Items listed in a dataset
★ ★ ★ ★

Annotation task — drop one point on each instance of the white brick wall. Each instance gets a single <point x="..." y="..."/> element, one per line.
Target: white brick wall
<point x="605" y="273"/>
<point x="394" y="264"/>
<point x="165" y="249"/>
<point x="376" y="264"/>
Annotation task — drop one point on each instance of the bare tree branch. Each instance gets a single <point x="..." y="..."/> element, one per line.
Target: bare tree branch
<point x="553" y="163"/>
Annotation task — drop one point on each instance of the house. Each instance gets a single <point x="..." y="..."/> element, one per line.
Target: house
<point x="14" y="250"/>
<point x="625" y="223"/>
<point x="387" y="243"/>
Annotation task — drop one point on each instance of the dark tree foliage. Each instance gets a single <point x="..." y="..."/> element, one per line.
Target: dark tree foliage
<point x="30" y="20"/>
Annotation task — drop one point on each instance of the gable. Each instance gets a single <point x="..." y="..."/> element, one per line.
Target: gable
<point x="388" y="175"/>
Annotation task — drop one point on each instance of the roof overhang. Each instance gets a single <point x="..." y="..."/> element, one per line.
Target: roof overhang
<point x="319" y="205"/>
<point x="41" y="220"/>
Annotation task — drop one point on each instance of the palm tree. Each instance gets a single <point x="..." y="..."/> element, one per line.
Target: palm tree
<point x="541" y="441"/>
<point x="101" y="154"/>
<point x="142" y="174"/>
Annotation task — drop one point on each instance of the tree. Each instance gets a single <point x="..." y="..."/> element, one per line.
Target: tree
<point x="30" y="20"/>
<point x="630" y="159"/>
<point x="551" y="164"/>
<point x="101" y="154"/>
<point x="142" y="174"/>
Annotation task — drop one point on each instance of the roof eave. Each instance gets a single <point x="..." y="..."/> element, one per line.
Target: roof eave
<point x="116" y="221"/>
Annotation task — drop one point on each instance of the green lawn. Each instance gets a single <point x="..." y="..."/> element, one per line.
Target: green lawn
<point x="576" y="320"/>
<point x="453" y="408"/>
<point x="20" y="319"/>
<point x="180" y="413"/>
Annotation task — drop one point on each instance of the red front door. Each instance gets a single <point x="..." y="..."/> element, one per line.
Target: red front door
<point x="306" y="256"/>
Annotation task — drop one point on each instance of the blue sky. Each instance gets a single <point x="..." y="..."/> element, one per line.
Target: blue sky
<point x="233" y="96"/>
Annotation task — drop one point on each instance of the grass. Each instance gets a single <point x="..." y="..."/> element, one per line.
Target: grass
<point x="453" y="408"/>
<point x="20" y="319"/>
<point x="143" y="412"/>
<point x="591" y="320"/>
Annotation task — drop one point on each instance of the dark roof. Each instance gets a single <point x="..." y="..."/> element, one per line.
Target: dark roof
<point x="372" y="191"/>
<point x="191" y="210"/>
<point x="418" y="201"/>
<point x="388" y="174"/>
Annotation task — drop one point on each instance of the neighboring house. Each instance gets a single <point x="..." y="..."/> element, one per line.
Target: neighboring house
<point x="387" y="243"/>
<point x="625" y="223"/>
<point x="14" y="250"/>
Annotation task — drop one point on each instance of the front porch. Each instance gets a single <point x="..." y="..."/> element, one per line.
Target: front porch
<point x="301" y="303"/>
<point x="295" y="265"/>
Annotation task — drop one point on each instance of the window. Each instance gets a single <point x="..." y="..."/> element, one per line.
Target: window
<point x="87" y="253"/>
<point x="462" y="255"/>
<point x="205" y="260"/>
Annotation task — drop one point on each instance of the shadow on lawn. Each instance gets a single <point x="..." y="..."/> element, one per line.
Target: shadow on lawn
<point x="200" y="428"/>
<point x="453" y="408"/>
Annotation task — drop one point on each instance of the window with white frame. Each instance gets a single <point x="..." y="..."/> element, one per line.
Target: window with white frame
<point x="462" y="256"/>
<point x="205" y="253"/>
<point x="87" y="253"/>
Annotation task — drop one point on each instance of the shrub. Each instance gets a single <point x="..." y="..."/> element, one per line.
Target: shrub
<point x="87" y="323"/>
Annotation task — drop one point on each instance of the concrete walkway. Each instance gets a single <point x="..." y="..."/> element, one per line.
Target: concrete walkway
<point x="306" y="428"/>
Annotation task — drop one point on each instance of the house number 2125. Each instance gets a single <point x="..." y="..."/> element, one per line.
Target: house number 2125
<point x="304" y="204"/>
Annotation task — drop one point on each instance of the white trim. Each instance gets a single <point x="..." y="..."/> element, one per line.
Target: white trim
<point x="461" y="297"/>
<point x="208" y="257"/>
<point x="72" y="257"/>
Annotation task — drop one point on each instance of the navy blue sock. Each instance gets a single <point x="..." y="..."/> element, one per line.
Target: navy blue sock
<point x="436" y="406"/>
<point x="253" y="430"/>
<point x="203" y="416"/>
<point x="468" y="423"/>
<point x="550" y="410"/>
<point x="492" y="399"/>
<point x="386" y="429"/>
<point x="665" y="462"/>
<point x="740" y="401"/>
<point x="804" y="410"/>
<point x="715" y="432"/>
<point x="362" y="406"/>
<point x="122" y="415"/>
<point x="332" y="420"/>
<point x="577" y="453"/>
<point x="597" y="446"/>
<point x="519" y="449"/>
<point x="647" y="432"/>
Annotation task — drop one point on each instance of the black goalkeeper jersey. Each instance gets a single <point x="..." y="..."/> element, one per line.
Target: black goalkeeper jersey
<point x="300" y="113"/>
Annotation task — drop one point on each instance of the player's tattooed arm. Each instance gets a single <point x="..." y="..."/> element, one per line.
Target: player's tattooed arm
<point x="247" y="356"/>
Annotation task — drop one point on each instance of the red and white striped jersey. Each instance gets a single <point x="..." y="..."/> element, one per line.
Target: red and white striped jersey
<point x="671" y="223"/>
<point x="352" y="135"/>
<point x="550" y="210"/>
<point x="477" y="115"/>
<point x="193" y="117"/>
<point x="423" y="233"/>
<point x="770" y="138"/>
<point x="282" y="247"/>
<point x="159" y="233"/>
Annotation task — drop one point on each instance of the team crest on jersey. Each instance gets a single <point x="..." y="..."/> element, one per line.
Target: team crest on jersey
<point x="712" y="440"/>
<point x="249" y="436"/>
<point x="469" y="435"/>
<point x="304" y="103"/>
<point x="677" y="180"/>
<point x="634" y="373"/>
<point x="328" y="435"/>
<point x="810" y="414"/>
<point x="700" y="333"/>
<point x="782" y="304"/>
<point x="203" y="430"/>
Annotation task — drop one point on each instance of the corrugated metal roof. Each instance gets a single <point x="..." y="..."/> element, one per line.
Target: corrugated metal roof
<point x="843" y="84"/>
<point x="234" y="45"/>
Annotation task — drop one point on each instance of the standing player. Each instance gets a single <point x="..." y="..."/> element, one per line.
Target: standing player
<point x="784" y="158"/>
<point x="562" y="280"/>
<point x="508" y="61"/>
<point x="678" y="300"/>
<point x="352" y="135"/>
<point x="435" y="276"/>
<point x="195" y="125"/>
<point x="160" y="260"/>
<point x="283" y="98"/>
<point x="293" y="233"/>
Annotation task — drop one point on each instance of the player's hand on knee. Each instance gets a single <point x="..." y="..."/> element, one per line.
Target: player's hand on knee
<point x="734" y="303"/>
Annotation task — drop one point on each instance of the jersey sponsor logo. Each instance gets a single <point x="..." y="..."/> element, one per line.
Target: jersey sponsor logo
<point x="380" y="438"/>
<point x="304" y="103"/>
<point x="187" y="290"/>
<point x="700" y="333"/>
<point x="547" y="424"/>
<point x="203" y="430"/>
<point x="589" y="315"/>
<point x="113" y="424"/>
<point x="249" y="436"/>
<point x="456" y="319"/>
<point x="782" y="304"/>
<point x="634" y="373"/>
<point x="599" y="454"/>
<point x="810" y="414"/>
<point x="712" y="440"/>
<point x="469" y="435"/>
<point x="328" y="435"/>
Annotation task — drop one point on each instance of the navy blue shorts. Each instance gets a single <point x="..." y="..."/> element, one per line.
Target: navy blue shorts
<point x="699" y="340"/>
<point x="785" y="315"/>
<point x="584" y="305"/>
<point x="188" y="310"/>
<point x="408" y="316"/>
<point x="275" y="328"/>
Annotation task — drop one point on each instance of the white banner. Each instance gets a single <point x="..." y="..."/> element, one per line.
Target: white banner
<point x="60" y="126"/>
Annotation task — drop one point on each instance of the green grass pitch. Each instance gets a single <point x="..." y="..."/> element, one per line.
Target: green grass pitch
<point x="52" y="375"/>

★ ★ ★ ★

▶ **TASK OBJECTIVE**: Reproduce only the lines running from the one that contains "of the standing" to the last line of the records.

▶ **EXERCISE SOLUTION**:
Annotation task — drop one point on each instance of the standing player. Each instance gets a single <point x="..." y="..."/> element, one per line.
Target: standing player
<point x="784" y="158"/>
<point x="562" y="280"/>
<point x="508" y="61"/>
<point x="678" y="300"/>
<point x="352" y="135"/>
<point x="435" y="276"/>
<point x="195" y="125"/>
<point x="160" y="260"/>
<point x="283" y="98"/>
<point x="293" y="233"/>
Annotation task — drop one point on each instance of the player's hand on knee. Each instance gets a single <point x="..." y="..."/> element, one per line.
Target: player's hand on knee
<point x="734" y="303"/>
Annotation task — drop one point on each instance of the jersey sponsor logo. Each instance gets a single <point x="..." y="..."/> element, one per line.
Target: jersey sponsor logo
<point x="380" y="438"/>
<point x="304" y="103"/>
<point x="187" y="290"/>
<point x="700" y="333"/>
<point x="547" y="424"/>
<point x="203" y="430"/>
<point x="589" y="315"/>
<point x="113" y="424"/>
<point x="249" y="436"/>
<point x="456" y="319"/>
<point x="782" y="304"/>
<point x="634" y="373"/>
<point x="599" y="454"/>
<point x="810" y="414"/>
<point x="712" y="440"/>
<point x="469" y="435"/>
<point x="328" y="435"/>
Annotation task — drop one point on each instance of the navy blue shorts. Each instance gets a single <point x="..." y="..."/> element, one per line.
Target: navy blue shorts
<point x="699" y="340"/>
<point x="785" y="315"/>
<point x="584" y="305"/>
<point x="188" y="310"/>
<point x="408" y="316"/>
<point x="275" y="328"/>
Annotation task — drop one point on each instance of the white banner. Each instance gets a single <point x="..." y="..."/> element, one per line.
Target: white banner
<point x="60" y="126"/>
Annotation task — drop one point on each instance of the green grass pitch. Each instance gets a single <point x="..." y="..."/> element, one per line.
Target: green grass pitch
<point x="52" y="375"/>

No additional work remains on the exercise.